--- Exercise aim ---
The expected output is exactly the lines below, starting at the line with "Drop a pin on each instance of the lit" and ending at the line with "Drop a pin on each instance of the palm frond", both included; no other line belongs in it.

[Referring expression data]

:::::

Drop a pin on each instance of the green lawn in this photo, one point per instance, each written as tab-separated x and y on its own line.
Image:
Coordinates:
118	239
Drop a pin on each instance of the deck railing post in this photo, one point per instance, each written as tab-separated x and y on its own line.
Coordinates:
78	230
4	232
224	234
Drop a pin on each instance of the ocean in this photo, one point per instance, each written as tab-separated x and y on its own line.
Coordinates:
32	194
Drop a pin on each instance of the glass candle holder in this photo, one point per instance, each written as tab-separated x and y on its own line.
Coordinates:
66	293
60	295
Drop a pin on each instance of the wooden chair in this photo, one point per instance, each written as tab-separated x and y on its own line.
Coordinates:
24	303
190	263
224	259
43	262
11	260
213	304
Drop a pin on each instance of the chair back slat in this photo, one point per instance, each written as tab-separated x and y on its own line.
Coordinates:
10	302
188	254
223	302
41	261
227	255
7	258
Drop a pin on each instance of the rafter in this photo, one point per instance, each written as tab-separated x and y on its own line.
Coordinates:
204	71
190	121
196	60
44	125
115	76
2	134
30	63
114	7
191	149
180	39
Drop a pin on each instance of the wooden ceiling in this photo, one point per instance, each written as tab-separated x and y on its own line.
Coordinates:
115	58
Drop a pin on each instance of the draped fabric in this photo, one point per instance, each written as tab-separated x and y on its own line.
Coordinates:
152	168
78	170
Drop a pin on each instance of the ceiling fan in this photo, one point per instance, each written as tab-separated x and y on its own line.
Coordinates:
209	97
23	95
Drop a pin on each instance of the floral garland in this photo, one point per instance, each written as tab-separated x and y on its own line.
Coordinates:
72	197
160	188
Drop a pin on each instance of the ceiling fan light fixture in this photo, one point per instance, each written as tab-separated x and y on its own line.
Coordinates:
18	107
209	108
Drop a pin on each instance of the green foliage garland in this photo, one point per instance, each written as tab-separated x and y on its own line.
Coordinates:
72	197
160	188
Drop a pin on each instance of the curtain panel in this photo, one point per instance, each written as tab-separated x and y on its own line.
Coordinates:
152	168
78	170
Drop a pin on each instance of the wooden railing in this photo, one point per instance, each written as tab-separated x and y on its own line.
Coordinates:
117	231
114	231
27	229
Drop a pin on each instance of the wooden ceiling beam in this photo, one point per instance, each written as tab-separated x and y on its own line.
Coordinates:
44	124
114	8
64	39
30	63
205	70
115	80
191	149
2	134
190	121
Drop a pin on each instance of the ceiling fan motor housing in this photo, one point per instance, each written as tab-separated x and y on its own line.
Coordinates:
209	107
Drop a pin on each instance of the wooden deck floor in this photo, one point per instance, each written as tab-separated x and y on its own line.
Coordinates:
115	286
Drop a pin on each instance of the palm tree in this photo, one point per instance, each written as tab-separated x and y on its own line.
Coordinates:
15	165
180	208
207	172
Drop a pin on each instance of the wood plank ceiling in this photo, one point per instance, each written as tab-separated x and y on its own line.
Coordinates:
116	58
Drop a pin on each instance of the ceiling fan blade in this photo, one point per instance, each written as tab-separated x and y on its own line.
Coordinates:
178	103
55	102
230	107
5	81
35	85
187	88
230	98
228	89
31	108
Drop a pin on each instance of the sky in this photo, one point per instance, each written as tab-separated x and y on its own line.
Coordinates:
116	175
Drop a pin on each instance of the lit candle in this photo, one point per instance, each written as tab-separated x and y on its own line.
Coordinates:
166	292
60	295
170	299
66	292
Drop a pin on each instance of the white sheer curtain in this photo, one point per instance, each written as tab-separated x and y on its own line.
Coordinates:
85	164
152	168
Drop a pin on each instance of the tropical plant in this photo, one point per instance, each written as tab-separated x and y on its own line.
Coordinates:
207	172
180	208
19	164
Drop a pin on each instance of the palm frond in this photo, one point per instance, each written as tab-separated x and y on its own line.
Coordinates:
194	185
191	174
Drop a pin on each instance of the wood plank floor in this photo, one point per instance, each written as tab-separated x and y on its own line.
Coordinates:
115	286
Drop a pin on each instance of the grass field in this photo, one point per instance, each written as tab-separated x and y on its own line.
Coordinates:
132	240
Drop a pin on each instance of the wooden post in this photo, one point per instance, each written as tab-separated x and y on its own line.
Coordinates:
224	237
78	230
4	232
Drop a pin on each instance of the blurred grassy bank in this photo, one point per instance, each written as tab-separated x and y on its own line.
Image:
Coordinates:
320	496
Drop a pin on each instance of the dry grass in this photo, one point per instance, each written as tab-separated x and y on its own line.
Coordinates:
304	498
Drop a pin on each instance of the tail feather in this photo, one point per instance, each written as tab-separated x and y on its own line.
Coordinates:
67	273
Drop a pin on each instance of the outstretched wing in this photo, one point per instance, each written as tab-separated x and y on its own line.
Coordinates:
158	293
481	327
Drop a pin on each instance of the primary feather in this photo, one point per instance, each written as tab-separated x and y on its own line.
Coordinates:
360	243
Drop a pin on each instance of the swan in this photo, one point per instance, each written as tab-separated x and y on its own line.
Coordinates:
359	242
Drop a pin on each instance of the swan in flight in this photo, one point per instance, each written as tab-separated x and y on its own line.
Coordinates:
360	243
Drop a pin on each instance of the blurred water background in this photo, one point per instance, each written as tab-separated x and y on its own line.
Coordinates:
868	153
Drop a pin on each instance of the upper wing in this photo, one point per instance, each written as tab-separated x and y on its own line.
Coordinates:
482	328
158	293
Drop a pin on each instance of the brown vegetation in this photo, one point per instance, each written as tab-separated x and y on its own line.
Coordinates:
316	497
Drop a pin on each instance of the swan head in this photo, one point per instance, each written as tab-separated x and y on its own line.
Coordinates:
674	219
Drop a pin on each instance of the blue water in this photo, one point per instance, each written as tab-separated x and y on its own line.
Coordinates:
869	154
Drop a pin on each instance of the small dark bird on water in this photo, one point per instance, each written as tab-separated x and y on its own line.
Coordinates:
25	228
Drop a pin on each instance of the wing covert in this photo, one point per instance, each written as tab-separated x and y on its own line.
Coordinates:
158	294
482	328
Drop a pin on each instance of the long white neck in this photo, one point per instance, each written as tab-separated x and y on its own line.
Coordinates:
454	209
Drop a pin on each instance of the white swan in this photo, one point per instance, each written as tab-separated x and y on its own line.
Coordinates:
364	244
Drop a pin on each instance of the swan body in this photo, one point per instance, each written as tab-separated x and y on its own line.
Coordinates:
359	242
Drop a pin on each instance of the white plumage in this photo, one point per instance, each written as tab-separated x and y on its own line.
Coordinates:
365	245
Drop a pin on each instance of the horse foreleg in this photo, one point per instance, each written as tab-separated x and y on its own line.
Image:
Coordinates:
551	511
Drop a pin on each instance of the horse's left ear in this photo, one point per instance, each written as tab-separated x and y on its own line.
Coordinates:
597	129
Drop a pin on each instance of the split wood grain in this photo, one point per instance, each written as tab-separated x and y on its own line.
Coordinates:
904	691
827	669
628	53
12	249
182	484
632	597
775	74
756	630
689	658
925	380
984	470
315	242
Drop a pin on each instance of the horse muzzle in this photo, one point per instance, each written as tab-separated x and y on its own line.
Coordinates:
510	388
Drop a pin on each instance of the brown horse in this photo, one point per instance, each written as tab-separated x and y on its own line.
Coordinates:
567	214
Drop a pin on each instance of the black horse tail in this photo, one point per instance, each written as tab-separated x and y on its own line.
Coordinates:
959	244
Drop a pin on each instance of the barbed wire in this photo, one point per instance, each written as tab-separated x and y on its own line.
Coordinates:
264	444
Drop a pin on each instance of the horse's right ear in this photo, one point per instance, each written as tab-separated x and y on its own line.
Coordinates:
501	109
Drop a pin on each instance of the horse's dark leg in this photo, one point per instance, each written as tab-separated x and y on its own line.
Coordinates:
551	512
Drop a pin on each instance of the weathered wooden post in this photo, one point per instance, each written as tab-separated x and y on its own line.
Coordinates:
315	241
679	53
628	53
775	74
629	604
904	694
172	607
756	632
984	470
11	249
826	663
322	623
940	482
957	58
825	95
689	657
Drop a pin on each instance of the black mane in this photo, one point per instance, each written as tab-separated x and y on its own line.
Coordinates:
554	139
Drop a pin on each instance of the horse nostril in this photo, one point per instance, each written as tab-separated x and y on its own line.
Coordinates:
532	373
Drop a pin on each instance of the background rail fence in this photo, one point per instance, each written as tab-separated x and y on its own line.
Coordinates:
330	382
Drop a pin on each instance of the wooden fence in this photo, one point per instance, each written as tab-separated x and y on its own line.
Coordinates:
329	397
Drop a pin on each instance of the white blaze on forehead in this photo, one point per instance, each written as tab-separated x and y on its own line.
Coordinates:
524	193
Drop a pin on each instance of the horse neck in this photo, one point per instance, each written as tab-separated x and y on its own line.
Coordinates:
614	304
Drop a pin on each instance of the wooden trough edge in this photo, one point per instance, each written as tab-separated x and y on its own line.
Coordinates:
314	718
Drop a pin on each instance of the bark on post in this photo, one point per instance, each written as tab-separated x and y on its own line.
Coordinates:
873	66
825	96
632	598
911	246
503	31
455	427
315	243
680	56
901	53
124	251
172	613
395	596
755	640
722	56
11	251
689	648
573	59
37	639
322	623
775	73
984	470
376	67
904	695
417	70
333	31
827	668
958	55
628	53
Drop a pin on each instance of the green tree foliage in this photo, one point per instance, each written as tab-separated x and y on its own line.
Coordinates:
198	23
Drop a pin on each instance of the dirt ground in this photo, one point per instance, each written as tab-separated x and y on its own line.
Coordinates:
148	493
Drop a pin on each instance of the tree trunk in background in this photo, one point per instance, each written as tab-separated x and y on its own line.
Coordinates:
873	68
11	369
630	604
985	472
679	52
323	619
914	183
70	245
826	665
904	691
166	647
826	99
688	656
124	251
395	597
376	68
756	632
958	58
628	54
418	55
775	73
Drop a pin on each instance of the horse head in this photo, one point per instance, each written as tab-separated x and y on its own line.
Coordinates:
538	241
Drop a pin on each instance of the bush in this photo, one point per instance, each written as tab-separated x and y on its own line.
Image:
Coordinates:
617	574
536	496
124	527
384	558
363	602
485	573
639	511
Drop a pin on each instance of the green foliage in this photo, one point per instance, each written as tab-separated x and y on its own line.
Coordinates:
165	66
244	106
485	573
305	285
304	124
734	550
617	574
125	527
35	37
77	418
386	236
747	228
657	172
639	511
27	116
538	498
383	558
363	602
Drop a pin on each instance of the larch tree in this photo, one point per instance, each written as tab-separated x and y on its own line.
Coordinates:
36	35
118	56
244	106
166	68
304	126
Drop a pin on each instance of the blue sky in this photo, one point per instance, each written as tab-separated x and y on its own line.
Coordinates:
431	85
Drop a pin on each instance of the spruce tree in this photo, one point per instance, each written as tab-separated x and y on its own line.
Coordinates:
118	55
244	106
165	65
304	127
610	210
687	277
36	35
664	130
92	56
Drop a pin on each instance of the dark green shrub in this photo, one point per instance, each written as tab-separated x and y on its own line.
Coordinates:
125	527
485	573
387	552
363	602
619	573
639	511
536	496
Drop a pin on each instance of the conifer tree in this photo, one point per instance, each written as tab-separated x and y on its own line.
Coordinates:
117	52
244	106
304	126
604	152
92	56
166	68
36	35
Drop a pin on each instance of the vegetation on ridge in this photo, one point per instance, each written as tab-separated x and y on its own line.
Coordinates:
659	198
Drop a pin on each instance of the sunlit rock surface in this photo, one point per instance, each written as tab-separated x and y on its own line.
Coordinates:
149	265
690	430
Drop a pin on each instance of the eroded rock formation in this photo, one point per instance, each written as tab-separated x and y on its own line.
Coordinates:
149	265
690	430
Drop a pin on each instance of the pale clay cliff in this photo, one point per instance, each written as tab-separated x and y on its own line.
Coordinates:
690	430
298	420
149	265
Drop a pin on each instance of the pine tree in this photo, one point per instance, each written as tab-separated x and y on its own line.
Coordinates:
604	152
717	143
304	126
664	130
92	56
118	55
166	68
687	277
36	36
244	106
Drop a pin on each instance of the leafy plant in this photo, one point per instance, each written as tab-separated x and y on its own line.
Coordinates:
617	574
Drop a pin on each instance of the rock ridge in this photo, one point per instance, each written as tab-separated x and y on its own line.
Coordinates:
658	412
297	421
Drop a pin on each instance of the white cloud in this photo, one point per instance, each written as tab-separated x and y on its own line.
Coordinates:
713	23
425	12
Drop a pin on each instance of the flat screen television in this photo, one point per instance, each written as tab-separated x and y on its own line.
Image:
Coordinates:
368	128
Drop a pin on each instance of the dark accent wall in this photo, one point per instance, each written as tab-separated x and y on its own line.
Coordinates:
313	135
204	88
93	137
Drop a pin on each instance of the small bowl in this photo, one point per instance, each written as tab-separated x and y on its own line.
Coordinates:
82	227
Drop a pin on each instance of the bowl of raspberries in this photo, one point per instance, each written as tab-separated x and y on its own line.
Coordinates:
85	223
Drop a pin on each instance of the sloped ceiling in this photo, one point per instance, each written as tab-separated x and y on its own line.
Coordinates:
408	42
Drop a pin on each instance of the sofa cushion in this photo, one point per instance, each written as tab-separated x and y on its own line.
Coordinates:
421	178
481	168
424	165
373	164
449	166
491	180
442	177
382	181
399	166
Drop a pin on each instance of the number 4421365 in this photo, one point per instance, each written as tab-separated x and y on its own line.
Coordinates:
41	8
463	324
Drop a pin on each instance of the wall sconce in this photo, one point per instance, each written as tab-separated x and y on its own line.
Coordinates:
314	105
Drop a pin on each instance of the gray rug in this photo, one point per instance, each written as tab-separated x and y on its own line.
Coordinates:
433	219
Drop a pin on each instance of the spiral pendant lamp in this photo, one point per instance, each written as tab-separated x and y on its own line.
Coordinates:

:::::

--- Completed exercise ---
Drop a pin on each instance of the lit candle in this photo, one point per instance, each written as tab-separated x and y on its own line.
Coordinates:
166	292
60	295
170	299
66	292
Drop a pin on each instance of the white sheer curtain in this photo, one point per instance, each written as tab-separated x and y on its own line.
Coordinates:
85	164
152	168
Drop a pin on each instance of the tropical plant in this photo, one point per instance, each written as tab-separated x and y on its own line.
Coordinates:
207	172
180	208
19	164
Drop a pin on each instance of the palm frond in this photo, one point per instance, each written as tab-separated x and y on its own line.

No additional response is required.